■ Task brief: Where the line containing "Phrase: tractor cab window" appears, start repeating, and continue exactly through the last line below, adding nothing. Include no pictures.

··· The records ···

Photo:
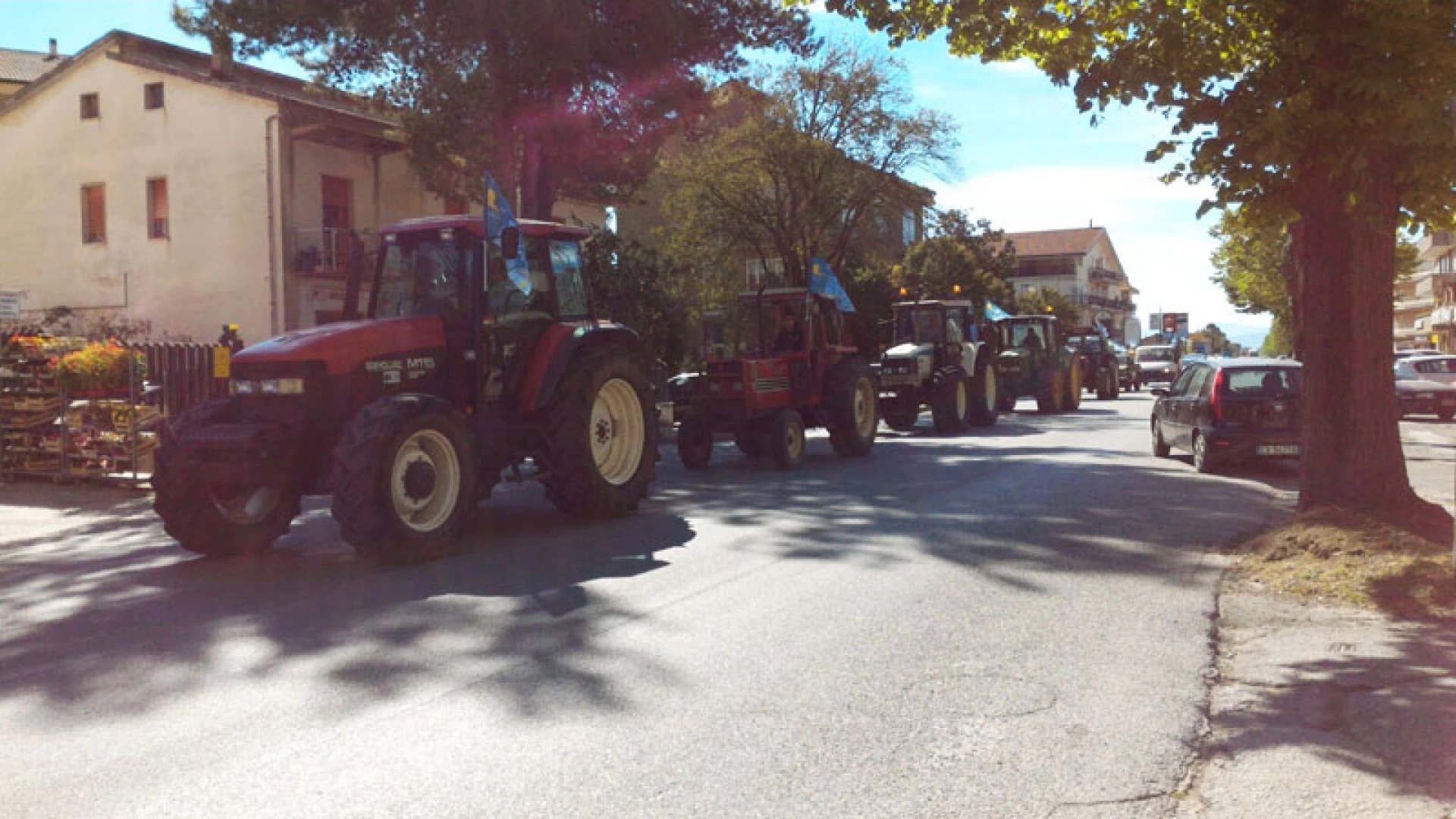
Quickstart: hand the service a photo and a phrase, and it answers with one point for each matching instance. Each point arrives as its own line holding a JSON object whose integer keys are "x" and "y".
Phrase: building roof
{"x": 1075, "y": 242}
{"x": 196, "y": 66}
{"x": 25, "y": 66}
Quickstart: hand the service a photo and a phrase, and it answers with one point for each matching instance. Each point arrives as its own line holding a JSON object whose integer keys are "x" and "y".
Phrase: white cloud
{"x": 1163, "y": 246}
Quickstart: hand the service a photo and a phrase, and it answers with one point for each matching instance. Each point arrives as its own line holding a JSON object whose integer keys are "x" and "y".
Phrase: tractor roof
{"x": 780, "y": 295}
{"x": 476, "y": 224}
{"x": 935, "y": 303}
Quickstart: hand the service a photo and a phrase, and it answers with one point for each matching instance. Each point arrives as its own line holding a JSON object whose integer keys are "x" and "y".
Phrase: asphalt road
{"x": 1009, "y": 623}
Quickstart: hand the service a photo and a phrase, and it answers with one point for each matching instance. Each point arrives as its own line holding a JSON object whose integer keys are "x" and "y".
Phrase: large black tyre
{"x": 601, "y": 436}
{"x": 786, "y": 439}
{"x": 900, "y": 414}
{"x": 851, "y": 407}
{"x": 695, "y": 444}
{"x": 984, "y": 394}
{"x": 403, "y": 480}
{"x": 1052, "y": 388}
{"x": 193, "y": 512}
{"x": 949, "y": 403}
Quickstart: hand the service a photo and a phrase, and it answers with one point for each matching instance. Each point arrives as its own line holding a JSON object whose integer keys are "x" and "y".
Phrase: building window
{"x": 158, "y": 224}
{"x": 153, "y": 96}
{"x": 93, "y": 213}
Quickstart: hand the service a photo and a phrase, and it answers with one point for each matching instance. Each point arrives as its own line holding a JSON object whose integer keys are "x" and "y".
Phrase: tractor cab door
{"x": 516, "y": 318}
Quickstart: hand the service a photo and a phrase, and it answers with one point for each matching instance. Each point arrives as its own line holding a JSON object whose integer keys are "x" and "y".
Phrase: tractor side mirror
{"x": 511, "y": 242}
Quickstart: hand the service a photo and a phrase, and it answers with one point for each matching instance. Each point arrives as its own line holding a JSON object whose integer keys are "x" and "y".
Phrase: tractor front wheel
{"x": 786, "y": 439}
{"x": 601, "y": 436}
{"x": 984, "y": 398}
{"x": 218, "y": 519}
{"x": 852, "y": 406}
{"x": 403, "y": 480}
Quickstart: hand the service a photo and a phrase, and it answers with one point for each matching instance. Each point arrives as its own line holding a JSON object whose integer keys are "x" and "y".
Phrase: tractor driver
{"x": 791, "y": 335}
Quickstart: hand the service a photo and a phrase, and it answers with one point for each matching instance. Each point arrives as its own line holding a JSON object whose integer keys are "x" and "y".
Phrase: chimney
{"x": 221, "y": 55}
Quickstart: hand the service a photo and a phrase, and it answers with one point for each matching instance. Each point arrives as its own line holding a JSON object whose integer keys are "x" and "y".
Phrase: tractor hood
{"x": 343, "y": 347}
{"x": 910, "y": 350}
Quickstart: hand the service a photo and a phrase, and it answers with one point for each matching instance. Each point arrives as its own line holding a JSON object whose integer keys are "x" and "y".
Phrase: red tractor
{"x": 777, "y": 366}
{"x": 446, "y": 372}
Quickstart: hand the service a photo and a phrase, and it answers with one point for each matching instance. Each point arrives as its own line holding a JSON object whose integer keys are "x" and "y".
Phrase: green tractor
{"x": 1036, "y": 362}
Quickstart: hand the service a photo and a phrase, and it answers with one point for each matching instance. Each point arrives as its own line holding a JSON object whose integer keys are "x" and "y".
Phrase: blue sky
{"x": 1028, "y": 159}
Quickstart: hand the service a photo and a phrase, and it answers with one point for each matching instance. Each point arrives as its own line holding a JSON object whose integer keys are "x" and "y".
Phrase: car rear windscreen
{"x": 1263, "y": 382}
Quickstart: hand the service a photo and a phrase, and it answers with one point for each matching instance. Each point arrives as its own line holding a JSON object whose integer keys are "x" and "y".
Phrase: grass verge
{"x": 1338, "y": 556}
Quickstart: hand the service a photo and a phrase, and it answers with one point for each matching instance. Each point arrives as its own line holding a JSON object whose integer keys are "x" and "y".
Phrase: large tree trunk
{"x": 1345, "y": 259}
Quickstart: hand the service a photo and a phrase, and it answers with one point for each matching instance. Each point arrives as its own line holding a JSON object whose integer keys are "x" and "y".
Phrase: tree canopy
{"x": 960, "y": 254}
{"x": 802, "y": 162}
{"x": 558, "y": 95}
{"x": 1335, "y": 112}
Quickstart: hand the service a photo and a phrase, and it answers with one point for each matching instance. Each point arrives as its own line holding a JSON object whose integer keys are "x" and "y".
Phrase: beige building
{"x": 164, "y": 186}
{"x": 1426, "y": 303}
{"x": 1082, "y": 265}
{"x": 19, "y": 69}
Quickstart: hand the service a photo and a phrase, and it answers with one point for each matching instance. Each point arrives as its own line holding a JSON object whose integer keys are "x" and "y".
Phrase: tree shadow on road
{"x": 136, "y": 623}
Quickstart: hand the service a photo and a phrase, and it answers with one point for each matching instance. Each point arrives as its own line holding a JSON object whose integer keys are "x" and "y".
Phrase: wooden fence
{"x": 187, "y": 373}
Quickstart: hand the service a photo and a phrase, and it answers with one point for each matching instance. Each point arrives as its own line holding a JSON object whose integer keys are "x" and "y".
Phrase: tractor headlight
{"x": 281, "y": 387}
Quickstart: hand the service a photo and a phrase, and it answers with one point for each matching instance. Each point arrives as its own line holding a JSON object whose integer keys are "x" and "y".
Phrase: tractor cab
{"x": 449, "y": 371}
{"x": 777, "y": 362}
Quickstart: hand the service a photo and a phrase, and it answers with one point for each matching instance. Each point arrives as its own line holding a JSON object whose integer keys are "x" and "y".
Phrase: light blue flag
{"x": 824, "y": 283}
{"x": 497, "y": 219}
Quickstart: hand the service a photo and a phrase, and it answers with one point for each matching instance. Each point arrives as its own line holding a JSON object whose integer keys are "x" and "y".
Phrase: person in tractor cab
{"x": 791, "y": 334}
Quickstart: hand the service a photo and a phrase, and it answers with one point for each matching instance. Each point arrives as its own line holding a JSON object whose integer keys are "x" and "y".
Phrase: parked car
{"x": 1156, "y": 363}
{"x": 1420, "y": 395}
{"x": 1432, "y": 366}
{"x": 1231, "y": 410}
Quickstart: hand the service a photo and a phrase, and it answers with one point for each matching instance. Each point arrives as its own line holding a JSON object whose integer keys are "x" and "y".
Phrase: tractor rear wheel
{"x": 984, "y": 398}
{"x": 601, "y": 436}
{"x": 218, "y": 519}
{"x": 852, "y": 409}
{"x": 695, "y": 444}
{"x": 902, "y": 413}
{"x": 403, "y": 480}
{"x": 951, "y": 403}
{"x": 786, "y": 439}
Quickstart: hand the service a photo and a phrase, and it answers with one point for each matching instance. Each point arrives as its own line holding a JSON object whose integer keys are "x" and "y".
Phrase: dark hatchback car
{"x": 1231, "y": 410}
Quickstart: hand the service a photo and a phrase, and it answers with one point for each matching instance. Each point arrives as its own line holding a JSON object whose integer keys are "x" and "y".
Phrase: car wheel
{"x": 1161, "y": 447}
{"x": 1201, "y": 458}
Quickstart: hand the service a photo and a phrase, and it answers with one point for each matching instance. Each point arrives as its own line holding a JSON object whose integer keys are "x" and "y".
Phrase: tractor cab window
{"x": 952, "y": 327}
{"x": 571, "y": 283}
{"x": 919, "y": 325}
{"x": 506, "y": 299}
{"x": 1030, "y": 335}
{"x": 422, "y": 279}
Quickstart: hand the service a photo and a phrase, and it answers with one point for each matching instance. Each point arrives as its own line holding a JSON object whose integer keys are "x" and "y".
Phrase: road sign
{"x": 11, "y": 303}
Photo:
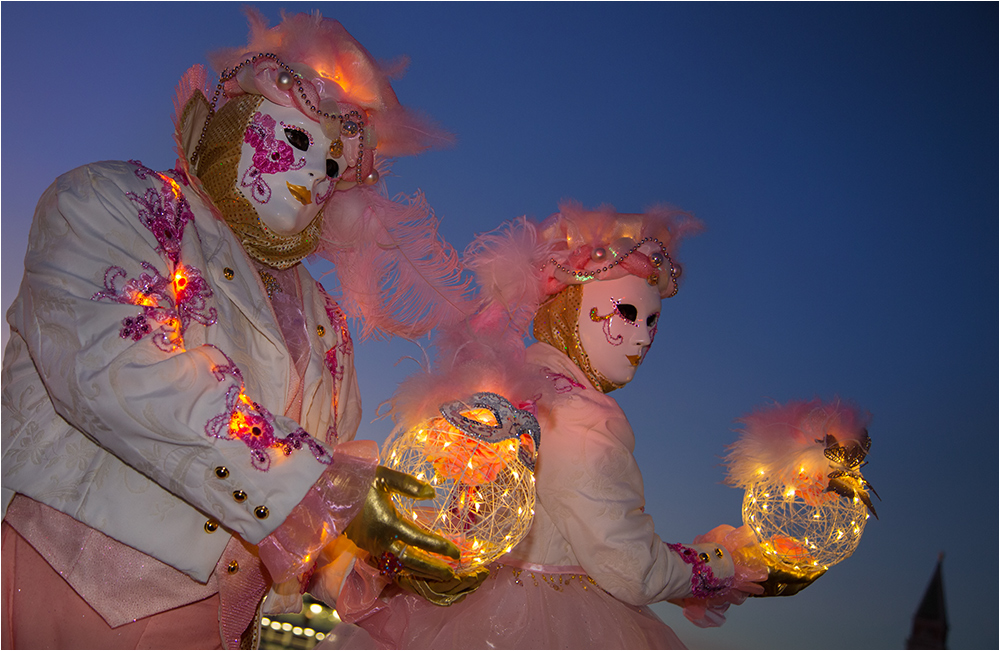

···

■ Reply:
Phrase: tractor cab window
{"x": 952, "y": 327}
{"x": 571, "y": 283}
{"x": 919, "y": 325}
{"x": 506, "y": 299}
{"x": 1030, "y": 335}
{"x": 422, "y": 279}
Quickstart: hand the service a photo and a phrase, and it answers with one point for each matching instance. Each point arrives as its own line holding a JSON object whose integer keys are "x" and "y".
Phrase: road sign
{"x": 11, "y": 303}
Photo:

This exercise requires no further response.